Task goal → Extract the line that contains "For the audit, pick out each instance of the peeling" and every line after it to the end of the records below, exactly as written and nothing else.

Given entries →
· · ·

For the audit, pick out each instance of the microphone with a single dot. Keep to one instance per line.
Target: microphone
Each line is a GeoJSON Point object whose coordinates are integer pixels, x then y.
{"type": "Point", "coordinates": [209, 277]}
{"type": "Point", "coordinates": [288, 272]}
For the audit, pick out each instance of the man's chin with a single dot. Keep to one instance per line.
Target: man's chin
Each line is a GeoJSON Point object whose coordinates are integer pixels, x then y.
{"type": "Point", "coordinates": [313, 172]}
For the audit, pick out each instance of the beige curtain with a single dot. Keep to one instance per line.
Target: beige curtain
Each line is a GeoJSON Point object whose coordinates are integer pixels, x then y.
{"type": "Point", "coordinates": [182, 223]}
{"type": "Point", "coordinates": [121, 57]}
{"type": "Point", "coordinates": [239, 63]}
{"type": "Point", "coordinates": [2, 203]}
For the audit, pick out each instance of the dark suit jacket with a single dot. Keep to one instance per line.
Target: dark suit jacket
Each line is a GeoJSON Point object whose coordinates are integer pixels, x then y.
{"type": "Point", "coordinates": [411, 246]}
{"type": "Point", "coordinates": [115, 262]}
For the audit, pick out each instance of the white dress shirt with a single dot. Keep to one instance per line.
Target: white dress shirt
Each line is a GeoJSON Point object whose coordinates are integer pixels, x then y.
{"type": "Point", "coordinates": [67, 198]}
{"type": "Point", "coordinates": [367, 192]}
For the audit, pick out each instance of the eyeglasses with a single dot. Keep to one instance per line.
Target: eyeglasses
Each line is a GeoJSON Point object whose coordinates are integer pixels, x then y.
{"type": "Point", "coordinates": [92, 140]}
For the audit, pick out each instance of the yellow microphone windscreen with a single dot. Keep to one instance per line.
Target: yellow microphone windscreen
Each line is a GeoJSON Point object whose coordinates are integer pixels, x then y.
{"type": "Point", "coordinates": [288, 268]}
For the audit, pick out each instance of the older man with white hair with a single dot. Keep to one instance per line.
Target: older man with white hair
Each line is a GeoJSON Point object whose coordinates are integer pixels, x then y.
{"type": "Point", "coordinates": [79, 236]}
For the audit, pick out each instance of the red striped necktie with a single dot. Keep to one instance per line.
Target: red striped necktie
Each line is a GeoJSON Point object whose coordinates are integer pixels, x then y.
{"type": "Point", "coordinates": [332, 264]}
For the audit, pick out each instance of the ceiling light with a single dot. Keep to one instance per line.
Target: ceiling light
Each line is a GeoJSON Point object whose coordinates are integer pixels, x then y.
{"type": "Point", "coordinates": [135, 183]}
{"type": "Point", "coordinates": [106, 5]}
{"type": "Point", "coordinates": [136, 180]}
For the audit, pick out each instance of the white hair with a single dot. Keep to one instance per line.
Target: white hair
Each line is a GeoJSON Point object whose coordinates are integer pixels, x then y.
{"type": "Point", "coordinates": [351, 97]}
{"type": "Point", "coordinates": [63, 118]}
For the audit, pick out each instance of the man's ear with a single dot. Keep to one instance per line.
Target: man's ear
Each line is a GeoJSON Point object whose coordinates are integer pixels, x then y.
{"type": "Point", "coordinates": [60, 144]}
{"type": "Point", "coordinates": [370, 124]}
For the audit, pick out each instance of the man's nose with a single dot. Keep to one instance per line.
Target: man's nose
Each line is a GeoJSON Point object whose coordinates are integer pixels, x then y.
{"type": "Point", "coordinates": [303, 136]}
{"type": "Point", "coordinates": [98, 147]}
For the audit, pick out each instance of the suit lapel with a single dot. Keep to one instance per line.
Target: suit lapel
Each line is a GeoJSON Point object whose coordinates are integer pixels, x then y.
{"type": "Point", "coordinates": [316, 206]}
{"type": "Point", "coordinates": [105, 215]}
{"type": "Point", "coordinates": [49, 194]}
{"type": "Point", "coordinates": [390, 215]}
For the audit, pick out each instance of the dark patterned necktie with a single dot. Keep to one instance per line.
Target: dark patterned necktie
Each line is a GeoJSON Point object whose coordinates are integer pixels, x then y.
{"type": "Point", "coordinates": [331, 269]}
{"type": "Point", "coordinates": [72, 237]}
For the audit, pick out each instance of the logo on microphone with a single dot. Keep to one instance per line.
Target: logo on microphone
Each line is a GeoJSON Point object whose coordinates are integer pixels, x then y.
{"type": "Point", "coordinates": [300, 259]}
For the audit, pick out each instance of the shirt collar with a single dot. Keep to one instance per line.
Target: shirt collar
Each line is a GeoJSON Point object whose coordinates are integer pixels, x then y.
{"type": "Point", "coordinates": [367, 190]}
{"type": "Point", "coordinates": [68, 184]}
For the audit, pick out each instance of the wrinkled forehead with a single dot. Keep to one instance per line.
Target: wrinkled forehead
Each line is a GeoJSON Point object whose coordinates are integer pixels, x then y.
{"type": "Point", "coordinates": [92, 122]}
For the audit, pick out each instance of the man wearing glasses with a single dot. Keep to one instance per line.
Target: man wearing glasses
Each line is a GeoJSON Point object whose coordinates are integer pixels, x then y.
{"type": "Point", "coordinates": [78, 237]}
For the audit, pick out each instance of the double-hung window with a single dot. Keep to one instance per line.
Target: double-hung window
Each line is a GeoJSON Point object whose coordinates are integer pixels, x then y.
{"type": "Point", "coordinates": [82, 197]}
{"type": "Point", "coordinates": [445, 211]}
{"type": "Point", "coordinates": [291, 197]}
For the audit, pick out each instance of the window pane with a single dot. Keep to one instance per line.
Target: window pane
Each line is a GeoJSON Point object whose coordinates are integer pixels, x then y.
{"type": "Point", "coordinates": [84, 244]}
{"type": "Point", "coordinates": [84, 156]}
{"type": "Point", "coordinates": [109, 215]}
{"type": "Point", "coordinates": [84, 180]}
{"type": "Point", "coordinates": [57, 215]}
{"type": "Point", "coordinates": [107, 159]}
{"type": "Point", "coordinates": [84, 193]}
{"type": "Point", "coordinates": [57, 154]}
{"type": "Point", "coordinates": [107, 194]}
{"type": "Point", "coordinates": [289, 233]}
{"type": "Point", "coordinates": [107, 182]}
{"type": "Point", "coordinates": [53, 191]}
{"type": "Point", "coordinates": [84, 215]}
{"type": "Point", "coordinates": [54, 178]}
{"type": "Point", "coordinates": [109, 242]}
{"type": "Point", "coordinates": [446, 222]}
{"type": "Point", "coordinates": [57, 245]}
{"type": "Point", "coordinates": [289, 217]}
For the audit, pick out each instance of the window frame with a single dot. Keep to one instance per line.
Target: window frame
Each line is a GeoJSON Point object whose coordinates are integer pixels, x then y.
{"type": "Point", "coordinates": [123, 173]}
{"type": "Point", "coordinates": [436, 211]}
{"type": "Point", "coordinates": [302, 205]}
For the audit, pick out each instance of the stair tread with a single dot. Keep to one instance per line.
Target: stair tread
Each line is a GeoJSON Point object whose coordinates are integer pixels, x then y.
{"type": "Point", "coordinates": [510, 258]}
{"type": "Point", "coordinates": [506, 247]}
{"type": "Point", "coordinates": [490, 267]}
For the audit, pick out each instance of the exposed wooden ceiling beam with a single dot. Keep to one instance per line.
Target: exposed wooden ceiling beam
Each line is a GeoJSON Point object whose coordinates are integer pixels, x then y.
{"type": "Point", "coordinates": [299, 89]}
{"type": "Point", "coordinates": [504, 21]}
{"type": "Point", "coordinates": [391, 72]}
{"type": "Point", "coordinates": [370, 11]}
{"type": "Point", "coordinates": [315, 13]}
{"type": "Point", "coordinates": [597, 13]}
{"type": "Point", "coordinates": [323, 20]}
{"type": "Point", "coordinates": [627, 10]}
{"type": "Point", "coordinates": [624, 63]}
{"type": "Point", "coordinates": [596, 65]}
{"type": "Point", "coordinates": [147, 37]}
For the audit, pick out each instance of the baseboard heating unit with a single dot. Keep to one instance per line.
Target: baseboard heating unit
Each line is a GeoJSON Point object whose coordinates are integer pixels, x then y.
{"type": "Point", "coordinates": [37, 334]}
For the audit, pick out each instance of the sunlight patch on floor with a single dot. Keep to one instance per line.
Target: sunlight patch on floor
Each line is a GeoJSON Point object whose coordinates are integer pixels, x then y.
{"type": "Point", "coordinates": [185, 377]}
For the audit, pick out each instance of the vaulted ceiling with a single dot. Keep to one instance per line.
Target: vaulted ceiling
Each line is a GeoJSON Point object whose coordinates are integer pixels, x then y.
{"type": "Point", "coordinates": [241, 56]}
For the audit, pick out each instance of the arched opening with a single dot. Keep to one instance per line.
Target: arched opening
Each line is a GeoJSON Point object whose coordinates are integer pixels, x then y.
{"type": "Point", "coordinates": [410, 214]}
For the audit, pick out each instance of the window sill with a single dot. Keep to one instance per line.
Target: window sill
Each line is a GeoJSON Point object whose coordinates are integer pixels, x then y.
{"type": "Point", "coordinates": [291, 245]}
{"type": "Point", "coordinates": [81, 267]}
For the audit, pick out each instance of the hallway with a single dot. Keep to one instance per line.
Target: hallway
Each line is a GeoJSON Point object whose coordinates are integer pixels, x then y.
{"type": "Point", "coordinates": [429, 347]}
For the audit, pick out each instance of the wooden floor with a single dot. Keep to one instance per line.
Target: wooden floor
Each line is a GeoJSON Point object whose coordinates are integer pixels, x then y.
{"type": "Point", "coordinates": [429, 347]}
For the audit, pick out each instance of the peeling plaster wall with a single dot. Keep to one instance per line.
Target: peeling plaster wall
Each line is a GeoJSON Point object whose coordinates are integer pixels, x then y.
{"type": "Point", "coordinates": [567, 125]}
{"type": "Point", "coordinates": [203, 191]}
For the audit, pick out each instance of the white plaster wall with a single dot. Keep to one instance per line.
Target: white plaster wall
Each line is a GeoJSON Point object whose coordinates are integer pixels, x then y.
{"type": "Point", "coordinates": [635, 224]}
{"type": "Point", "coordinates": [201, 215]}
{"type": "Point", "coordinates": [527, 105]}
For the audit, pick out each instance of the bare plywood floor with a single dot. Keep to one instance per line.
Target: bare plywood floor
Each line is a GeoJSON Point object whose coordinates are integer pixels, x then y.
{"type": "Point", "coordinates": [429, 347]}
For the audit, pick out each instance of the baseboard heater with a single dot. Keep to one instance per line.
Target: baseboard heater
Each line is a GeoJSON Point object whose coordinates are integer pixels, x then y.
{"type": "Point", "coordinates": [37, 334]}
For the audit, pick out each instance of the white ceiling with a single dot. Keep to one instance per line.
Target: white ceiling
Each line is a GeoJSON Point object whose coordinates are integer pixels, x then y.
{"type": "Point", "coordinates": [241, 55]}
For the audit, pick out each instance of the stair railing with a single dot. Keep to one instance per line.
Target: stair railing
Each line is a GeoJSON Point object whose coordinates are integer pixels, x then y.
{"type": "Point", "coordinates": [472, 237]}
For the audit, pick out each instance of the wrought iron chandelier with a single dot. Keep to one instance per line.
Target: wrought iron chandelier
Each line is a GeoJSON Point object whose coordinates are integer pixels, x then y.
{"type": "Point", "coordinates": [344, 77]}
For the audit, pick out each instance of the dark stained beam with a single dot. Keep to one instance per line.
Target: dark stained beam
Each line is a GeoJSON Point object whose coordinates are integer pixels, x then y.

· · ·

Problem solution →
For the audit, pick out each instance of the peeling plaster wall with a single dot. Keep to one instance per line.
Target: peeling plaster wall
Each line is a GeoJSON Point object whose coordinates are integer pixels, x then y.
{"type": "Point", "coordinates": [567, 125]}
{"type": "Point", "coordinates": [203, 191]}
For the audit, pick out each instance of the white plaster wall with a single dot. Keep to one instance per line.
Target: white plaster wall
Each line is a GeoJSON Point object whose coordinates are integer pixels, x then y.
{"type": "Point", "coordinates": [635, 224]}
{"type": "Point", "coordinates": [201, 215]}
{"type": "Point", "coordinates": [527, 105]}
For the audit, pick out each instance of the bare plywood floor with a single dot. Keep to one instance per line.
Target: bare plywood floor
Each line is a GeoJSON Point object whose coordinates are integer pixels, x then y.
{"type": "Point", "coordinates": [429, 347]}
For the audit, pick out each instance of the baseboard heater with a single dot. Keep to one instance per line.
Target: baseboard heater
Each line is a GeoJSON Point object whose coordinates are integer pixels, x then y.
{"type": "Point", "coordinates": [37, 334]}
For the audit, pick out each instance of the white ceiling with a single dot. Keep to one instance per line.
Target: white ceiling
Each line is a GeoJSON Point object whose coordinates are integer pixels, x then y.
{"type": "Point", "coordinates": [241, 55]}
For the audit, pick out each instance of the stair railing with a single dot. Keep to one instance per line.
Target: stair railing
Each line is a GeoJSON Point object whose coordinates are integer pixels, x then y.
{"type": "Point", "coordinates": [472, 237]}
For the audit, pick out each instance of the wrought iron chandelier with a single dot. Keep to one instance per line.
Target: wrought iron chandelier
Each line is a GeoJSON Point object whose coordinates are integer pixels, x then y.
{"type": "Point", "coordinates": [344, 77]}
For the audit, pick out each instance of the dark stained beam with a single dot. Keep to one instance per line.
Target: dark stained beam
Each line is a GeoJSON Point object whose coordinates are integer pixels, x then y.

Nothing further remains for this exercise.